Set down, word for word, the passage from the article on keeping top performers that lies between "And your best" and "of competing companies.", inclusive.

[Start of Selected extract]

Are you in danger with your best performers ?

Employee engagement is a big buzzword these days. Everyone in the HR sphere, it seems, is talking and writing about it.

In many of your organisations, an annual survey is rolled out to employees to gauge their level of engagement. If you are in a progressive organisation, the results are shared with everyone, and action plans are put in place in order to try and improve the scores where needed. The idea is to improve engagement, as this directly leads to better company performance.

Most of these surveys will reveal what employees think, among other things, of the pay package they receive. The survey will also reveal what are the main reasons that employees stay in the organisation.

I hope you get the results segregated by performance rating. It is important to see what your top performers are saying.

In the Middle East, many organisations claim or try to be among the best payers, so as to attract the best players.

Let me share a thought about the risks that exist when you stars confirm that statement and say that they are staying with your company because of the pay package they are receiving.

Trust me, this can happen. I once worked for an organisation where more than 50% of employees identified their compensation as the number 1 reason they were staying with the company… Scary….

Anyways – top performers who stay because of pay, will leave because of pay. Once they get a better offer elsewhere, they will have no hesitation about moving on.

And your best employees are often more valuable to other companies than they are to you.

Imagine : your organisation has a reputation of being good at developing people, or at getting results, or at grooming leaders, or at generating income. If that is the case, then these good outcomes and this development actually touch a vast portion of your organisation. After all, if your company is one of the bigger successes in its field, then a good chunk of the employees actually deliver more value than employees of competing companies.

[End of Selected extract]
[Start of Given information]

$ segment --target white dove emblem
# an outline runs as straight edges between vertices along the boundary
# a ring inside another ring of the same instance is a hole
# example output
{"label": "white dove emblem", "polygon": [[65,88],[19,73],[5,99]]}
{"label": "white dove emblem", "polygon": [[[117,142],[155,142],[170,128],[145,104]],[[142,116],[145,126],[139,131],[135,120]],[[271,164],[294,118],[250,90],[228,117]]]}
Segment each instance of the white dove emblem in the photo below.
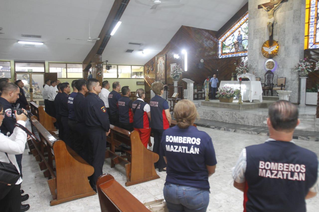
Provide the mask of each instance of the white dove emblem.
{"label": "white dove emblem", "polygon": [[277,45],[276,46],[273,46],[271,47],[269,47],[269,48],[267,48],[267,47],[265,47],[264,46],[263,46],[263,48],[266,52],[268,52],[268,53],[271,54],[271,52],[275,50],[276,49],[276,47],[277,47]]}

[End of Given information]

### Full answer
And your best employees are often more valuable to other companies than they are to you.

Imagine : your organisation has a reputation of being good at developing people, or at getting results, or at grooming leaders, or at generating income. If that is the case, then these good outcomes and this development actually touch a vast portion of your organisation. After all, if your company is one of the bigger successes in its field, then a good chunk of the employees actually deliver more value than employees of competing companies.